*Tasks*:
1. For each statement below, answer yes or no according to the slide-projection thread, quoting the words that decide it. (a) The projector used on the TV series was hired from a local professional photographic rental place. (b) The Bob Jones University reply expects a glass mount to save the slide from the heat. (c) A 5x7 image projected from 30' is dimmer than a 5x7 image projected from 10'.
2. Resume the slide-projection thread after its final sentence and carry it on.

*Text extract*:
══════

Cinematography Mailing List - CML
    advanced

Projecting A 35mm Slide

Friends,

I've been playing with projecting a 35mm slide for use as a BG in a shot. my Dedo 100 with proj lens almost pulls it off-but its not bright - or large.

I'm trying a carousel today (loud). I may disconnect fan and place slide in a glass projection plate to protect from heat.

Any suggestions for a lighting unit I can rent/buy to project a slide bright and quiet?

Thanks,

Caleb Crosby, s.o.c.
DP/Cameraman
www.calebcrosby.com


Caleb Crosby wrote :

>Any suggestions for a lighting unit I can rent/buy to project a slide bright >and quiet?

Greetings Caleb,

Did exactly that about two years ago on a TV series. The slides we were projecting were of the 120 format or 6X6 all in a glass protected anti Newton frame. The projector made by Leitz was hired from a local professional photographic rental place. Because of sound best boy dismantled the fan.

The unit never really stayed on very long. Never had a problem, the projector nor the slides. If in doubt have some extra copies of the slide.

Regards

Emmanuel from Munich


Hi,

>I may disconnect fan

NO!!!

You'll cook the lamphouse, the dichroic coatings will fall off the lamp and reflector, making the light go yellow-brown. You risk starring any composite lenses in the projector and melting the electrics, cracking the ceramic lamp mounting block. You can end up burning the paint off the outside of the unit, if it isn't already.

Terminally bad idea.

I know this, because I've had fans fail on projectors we use for putting the logo and audience notices on-screen at the cinema where I sometimes work.

Phil Rhodes
Uses slide projectors a lot
London


>I'm trying a carousel today (loud). I may disconnect fan and place slide >in a glass projection plate to protect from heat...

I don't think the glass mount will save the slide. The light is so concentrated coming through the 35mm slide that it will probably warp in a couple of minutes.

We used a Carousel in a front projection rig years ago by building a sound blimp around it with a 6' chimney to direct the fan noise up toward the top of the stage.

This worked very well, but I don't know where you could get such a thing nowadays.

I don't recommend turning off the fan.

Wade K. Ramsey, DP
Dept. of Cinema & Video Production
Bob Jones University
Greenville, SC 29614


I did this a few years ago and the trick is to find the longest projection lens you can. A professional projector like the Kodak Ektagraphic units will give you the best light output with a choice of optics.

The four factors that you've no doubt discovered already are :

image size, image brightness, screen reflectivity and projector lumens output.

I think we were able to get 5'x7' images with our setup if memory serves. Shot on Beta with a 600. We had a zoom lens for our unit and we moved it as far from the talent as we could, zoomed the lens to a good compromise of brightness and size, wrapped it in sound blankets leaving only a hole in top for air circulation and then put up a sound blanket baffle between talent and projector.

Remember, for brightness it doesn't matter how far from the screen the projector is, it's all about the screen image size. A 5x7 image projected from 10' is as bright as a 5x7 image projected from 30'. Slides were chosen for their inherent brightness as well as content.

We weren't able to completely eliminate the projector fan noise but we did bring it down to the sound mixer's satisfaction. If you can shoot in a large , soft walled room all the better. If you have the resources, have a projection wall built with a piece of glass for the projector to, ah, project through.

══════

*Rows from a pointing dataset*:
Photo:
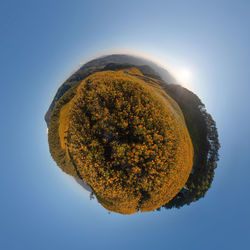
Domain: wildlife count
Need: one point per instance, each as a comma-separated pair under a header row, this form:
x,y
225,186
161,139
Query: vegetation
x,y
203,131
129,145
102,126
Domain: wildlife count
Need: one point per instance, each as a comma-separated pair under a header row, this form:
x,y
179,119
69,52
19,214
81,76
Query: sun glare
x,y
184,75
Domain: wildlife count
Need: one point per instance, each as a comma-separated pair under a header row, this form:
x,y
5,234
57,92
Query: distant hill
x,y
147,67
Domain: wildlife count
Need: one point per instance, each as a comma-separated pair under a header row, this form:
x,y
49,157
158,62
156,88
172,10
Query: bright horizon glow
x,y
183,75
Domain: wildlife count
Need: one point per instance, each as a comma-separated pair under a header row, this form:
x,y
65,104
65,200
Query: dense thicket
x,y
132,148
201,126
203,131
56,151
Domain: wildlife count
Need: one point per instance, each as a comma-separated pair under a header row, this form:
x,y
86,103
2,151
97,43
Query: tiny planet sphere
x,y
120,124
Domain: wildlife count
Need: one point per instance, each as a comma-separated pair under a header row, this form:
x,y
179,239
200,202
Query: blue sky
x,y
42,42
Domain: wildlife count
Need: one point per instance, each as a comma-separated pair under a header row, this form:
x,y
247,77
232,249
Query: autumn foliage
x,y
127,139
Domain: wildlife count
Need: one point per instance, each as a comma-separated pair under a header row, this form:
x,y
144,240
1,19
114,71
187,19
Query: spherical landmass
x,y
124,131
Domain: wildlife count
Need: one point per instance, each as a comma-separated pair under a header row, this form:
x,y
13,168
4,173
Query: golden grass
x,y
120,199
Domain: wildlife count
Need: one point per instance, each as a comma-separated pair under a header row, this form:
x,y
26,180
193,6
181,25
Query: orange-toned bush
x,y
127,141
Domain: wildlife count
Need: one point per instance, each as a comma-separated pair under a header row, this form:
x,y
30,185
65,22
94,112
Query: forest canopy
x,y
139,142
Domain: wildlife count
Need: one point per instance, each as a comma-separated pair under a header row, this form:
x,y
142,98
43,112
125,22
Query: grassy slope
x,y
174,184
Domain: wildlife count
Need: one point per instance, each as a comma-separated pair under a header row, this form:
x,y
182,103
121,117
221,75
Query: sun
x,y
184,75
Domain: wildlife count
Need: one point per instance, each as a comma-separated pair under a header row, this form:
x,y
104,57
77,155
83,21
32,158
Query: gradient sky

══════

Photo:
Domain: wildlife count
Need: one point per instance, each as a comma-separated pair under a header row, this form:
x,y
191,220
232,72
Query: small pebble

══════

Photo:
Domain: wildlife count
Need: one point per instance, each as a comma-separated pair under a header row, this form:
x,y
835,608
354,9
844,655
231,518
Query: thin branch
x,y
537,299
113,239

══════

*Answers by task*:
1.
(a) Yes: "The projector made by Leitz was hired from a local professional photographic rental place."
(b) No: "I don't think the glass mount will save the slide."
(c) No: "A 5x7 image projected from 10' is as bright as a 5x7 image projected from 30'."

2.
Randy Miller, DP in LA


Scan the slide. Capture as a .bmp. Run thru a laptop to video projector.

Kirby Hamilton
www.kirbyhamilton.com


Randy Miller wrote:

>...Remember, for brightness it doesn't matter how far from the screen >the projector is, it's all about the screen image size.

Theoretically, yes. However, the longer lenses are usually slower than the standard lens.

Wade K. Ramsey, DP
Dept. of Cinema & Video Production
Bob Jones University
Greenville, SC 29614


Randy Miller wrote:

> A 5x7 image projected from 10' is as bright as a 5x7 image projected >from 30'.

I'm sorry, I'm just an editor, but were the law of physics revoked for this particular shoot or is there a special projector out there the rest of us don't know about??

Dave Marks
Editor,
Pennsylvania


Randy Miller wrote:

>...Remember, for brightness it doesn't matter how far from the screen >the projector is< >theoretically yes

Please explain why illumination falling off at the square of the distance doesn't make an apparent difference--or does it not fall off because of the narrower angle?

Larry Gibbs
Producer/DP
Tennessee


WR>

>Theoretically, yes. However, the longer lenses are usually slower than >the standard lens.

Thanks, Wade for keeping me honest. Obviously there are going to be compromises, you'll have to look for the trap doors as you prep. I suppose the longer zoom lenses might even exhibit some ramping and portholing, too.

The one thing I didn't try was a wide projector lens with the projector behind the talent, out of frame. More difficult, perhaps to get a square image that way but depends on your needs. Might be easier to isolate the sound with it back there.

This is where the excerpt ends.